• [WHAT NEEDS TO BE DONE] Copy the records that follow exactly, leaving nothing out.

• [SUPPLIED INFORMATION]
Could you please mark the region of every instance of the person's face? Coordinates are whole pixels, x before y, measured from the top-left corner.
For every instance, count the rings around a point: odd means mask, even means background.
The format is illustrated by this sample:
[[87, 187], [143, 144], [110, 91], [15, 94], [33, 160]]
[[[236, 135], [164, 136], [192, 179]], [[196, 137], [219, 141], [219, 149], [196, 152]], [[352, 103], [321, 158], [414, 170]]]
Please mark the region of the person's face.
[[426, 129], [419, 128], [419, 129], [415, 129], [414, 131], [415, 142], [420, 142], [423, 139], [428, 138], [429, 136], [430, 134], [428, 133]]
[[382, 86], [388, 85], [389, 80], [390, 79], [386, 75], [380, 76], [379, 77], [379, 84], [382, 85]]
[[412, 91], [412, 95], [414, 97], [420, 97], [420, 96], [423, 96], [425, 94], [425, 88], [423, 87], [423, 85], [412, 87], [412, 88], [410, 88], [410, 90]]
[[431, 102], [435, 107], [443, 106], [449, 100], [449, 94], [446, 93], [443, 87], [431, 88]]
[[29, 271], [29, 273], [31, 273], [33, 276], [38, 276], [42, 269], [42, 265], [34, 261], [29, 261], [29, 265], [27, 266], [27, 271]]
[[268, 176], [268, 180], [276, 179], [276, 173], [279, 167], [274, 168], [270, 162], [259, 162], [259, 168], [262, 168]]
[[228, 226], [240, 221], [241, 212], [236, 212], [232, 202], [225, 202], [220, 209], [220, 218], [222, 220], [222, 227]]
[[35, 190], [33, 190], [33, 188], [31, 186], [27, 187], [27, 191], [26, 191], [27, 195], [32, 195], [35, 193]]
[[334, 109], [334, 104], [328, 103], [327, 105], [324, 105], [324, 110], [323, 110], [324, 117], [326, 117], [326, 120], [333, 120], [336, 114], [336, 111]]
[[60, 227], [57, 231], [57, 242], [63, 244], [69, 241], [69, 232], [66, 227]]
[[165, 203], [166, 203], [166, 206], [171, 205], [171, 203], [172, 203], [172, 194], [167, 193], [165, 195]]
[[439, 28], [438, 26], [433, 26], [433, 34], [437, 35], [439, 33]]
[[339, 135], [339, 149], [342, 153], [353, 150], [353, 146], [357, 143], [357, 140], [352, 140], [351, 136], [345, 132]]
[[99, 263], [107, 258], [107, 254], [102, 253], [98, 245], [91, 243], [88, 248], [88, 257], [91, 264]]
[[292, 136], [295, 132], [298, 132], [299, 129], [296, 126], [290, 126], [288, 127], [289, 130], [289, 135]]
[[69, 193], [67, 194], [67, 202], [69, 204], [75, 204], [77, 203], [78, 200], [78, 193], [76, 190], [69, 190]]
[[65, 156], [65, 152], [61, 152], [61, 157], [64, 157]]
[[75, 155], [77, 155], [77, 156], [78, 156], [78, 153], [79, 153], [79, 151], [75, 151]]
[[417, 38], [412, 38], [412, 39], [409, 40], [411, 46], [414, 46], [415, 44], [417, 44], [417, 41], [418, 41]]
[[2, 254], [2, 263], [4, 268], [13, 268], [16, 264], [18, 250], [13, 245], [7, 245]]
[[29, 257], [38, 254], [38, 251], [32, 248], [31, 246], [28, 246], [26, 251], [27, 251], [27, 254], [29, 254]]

• [SOLUTION TO THE PROBLEM]
Could you please mark the region of every instance of the person's face? Coordinates are whole pixels, x before y, measured from the top-left corner.
For every instance, count the rings around a point: odd means mask, even means background.
The format is illustrated by this sample:
[[87, 187], [143, 144], [110, 91], [15, 94], [33, 160]]
[[[236, 135], [164, 136], [192, 179]], [[196, 137], [219, 141], [219, 149], [196, 152]], [[352, 103], [321, 158], [414, 170]]]
Please mark the region of the person's face.
[[426, 129], [419, 128], [419, 129], [415, 129], [414, 131], [415, 142], [420, 142], [423, 139], [428, 138], [429, 136], [430, 134], [428, 133]]
[[382, 86], [388, 85], [389, 80], [390, 79], [386, 75], [380, 76], [379, 77], [379, 84], [382, 85]]
[[412, 91], [412, 95], [414, 97], [420, 97], [420, 96], [423, 96], [425, 94], [425, 88], [423, 87], [423, 85], [412, 87], [412, 88], [410, 88], [410, 90]]
[[431, 102], [435, 107], [443, 106], [449, 100], [449, 94], [446, 93], [443, 87], [431, 88]]
[[29, 271], [29, 273], [31, 273], [33, 276], [38, 276], [42, 269], [42, 265], [34, 261], [29, 261], [29, 265], [27, 266], [27, 271]]
[[268, 176], [268, 180], [276, 179], [276, 173], [279, 167], [274, 168], [270, 162], [259, 162], [259, 168], [262, 168]]
[[228, 226], [240, 221], [241, 212], [236, 212], [232, 202], [225, 202], [220, 209], [220, 218], [222, 220], [222, 227]]
[[35, 190], [33, 190], [33, 188], [31, 186], [27, 187], [27, 191], [26, 191], [27, 195], [32, 195], [35, 193]]
[[334, 109], [334, 104], [328, 103], [327, 105], [324, 105], [324, 110], [323, 110], [324, 117], [326, 117], [326, 120], [333, 120], [336, 114], [336, 111]]
[[60, 227], [57, 231], [57, 242], [63, 244], [69, 241], [69, 232], [66, 227]]
[[165, 203], [166, 203], [166, 206], [171, 205], [171, 203], [172, 203], [172, 194], [167, 193], [165, 195]]
[[439, 28], [438, 26], [433, 26], [433, 34], [437, 35], [439, 33]]
[[339, 135], [339, 149], [342, 153], [353, 150], [353, 146], [357, 143], [357, 140], [352, 140], [351, 136], [345, 132]]
[[99, 263], [107, 258], [107, 254], [102, 253], [98, 245], [91, 243], [88, 248], [88, 257], [91, 264]]
[[292, 136], [295, 132], [298, 132], [299, 129], [296, 126], [290, 126], [288, 127], [289, 130], [289, 135]]
[[69, 193], [67, 194], [67, 202], [69, 204], [75, 204], [77, 203], [78, 200], [78, 193], [76, 190], [69, 190]]
[[65, 156], [65, 152], [61, 152], [61, 157], [64, 157]]
[[75, 155], [77, 155], [77, 156], [78, 156], [78, 153], [79, 153], [79, 151], [75, 151]]
[[417, 38], [412, 38], [412, 39], [409, 40], [411, 46], [414, 46], [415, 44], [417, 44], [417, 41], [418, 41]]
[[2, 254], [2, 263], [4, 268], [13, 268], [16, 264], [18, 250], [13, 245], [7, 245]]
[[29, 257], [38, 254], [38, 251], [32, 248], [31, 246], [28, 246], [26, 251], [27, 251], [27, 254], [29, 254]]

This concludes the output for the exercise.